_Input data_.
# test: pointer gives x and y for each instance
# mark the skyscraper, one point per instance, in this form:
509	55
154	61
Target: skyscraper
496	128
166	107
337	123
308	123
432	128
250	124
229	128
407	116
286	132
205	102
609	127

_Given request_. Render every line of the rows above as a Markdown table with the columns Number and Line, numbering each line and omitting blank lines.

_Solution for this problem_.
| Number | Line |
|---|---|
| 1 | # test: pointer gives x and y for each instance |
| 2 | # mark the skyscraper, one point per instance, in this form: |
| 3 | 509	55 |
| 4 | 154	61 |
| 5 | Target: skyscraper |
| 6 | 496	128 |
| 7 | 166	107 |
| 8 | 337	123 |
| 9 | 308	123 |
| 10 | 432	128 |
| 11 | 250	124 |
| 12 | 229	128 |
| 13 | 407	116 |
| 14 | 286	132 |
| 15 | 205	102 |
| 16 | 609	127 |